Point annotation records
= = = =
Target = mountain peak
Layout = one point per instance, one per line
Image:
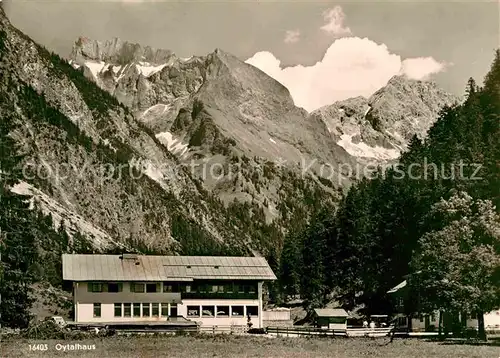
(117, 51)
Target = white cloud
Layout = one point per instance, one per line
(350, 67)
(334, 19)
(422, 68)
(292, 36)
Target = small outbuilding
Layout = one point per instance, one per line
(331, 318)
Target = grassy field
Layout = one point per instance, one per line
(234, 346)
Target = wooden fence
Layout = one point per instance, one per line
(313, 331)
(305, 331)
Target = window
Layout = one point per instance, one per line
(127, 308)
(208, 311)
(173, 310)
(170, 287)
(222, 311)
(252, 288)
(164, 309)
(137, 287)
(118, 309)
(97, 310)
(237, 310)
(253, 310)
(94, 287)
(146, 310)
(155, 309)
(194, 311)
(137, 309)
(115, 287)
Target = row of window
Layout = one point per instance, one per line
(222, 311)
(138, 287)
(140, 310)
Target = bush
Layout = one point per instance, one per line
(257, 331)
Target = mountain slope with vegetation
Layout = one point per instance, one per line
(389, 227)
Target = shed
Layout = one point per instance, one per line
(331, 318)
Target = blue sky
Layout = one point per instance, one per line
(447, 41)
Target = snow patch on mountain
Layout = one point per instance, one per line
(95, 68)
(174, 145)
(147, 69)
(363, 150)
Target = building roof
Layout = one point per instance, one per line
(331, 312)
(398, 287)
(163, 268)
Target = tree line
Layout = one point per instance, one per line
(442, 222)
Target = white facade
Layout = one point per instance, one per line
(210, 290)
(237, 315)
(127, 308)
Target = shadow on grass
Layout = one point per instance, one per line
(491, 342)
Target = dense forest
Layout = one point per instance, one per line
(391, 226)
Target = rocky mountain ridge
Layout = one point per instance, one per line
(380, 127)
(93, 166)
(216, 107)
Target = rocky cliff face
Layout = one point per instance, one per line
(215, 109)
(121, 179)
(381, 126)
(248, 107)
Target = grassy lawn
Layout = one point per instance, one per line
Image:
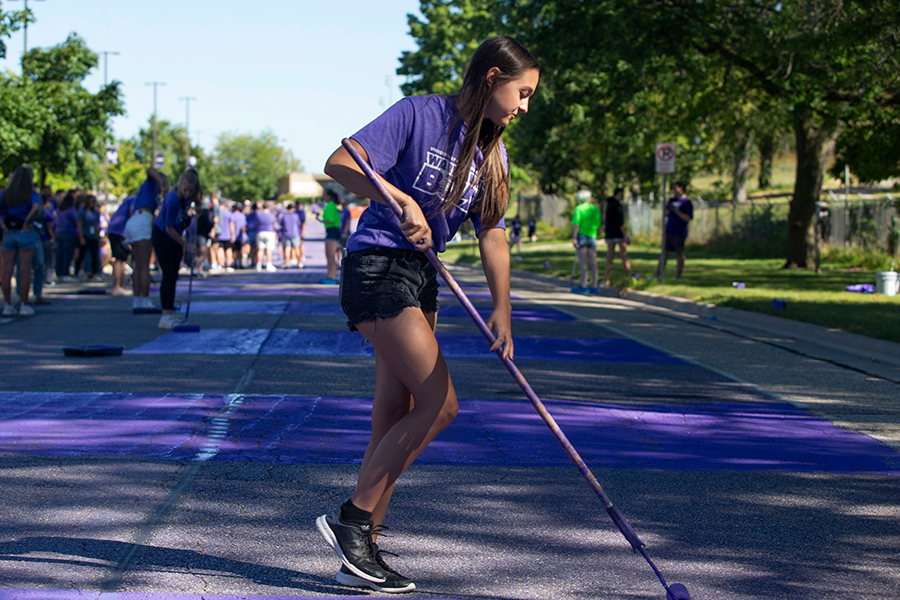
(819, 299)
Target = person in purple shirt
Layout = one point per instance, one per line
= = = =
- Written request -
Leave out every picture, and copy exactly the lines from the line that contains "Target = row of window" through the end of the material.

- Complete response -
Target = row of window
Layout = one point per instance, one per line
(222, 311)
(138, 287)
(140, 310)
Target = bush
Layout = one point per instance, one per line
(257, 331)
Target = mountain slope with vegetation
Layout = one point per instance, one per line
(389, 227)
Target = shed
Layout = one point per instance, one per line
(331, 318)
Target = blue sky
Layout = one point per instance, one per line
(447, 41)
Target = snow patch on mountain
Layout = one point per instance, one per line
(95, 68)
(174, 145)
(147, 69)
(363, 150)
Target = building roof
Layout = one point per instance, one per line
(331, 312)
(398, 287)
(163, 268)
Target = tree line
Layout = one point per instance, one per line
(442, 222)
Target = white facade
Layout = one point per instance, one per line
(210, 290)
(237, 315)
(127, 308)
Target = shadow on grass
Layout = one point per instance, one per line
(491, 342)
Target = dense forest
Layout = one point per instance, one per line
(391, 226)
Target = rocky mountain ridge
Layout = one point per instance, one per line
(380, 127)
(93, 166)
(216, 107)
Target = rocky cliff face
Layout = one point per instance, one per line
(215, 109)
(121, 179)
(381, 126)
(248, 107)
Target = grassy lawn
Layout = one point per instance, one per line
Image:
(819, 299)
Target = person in purple shirt
Layout = one point per instance, one per line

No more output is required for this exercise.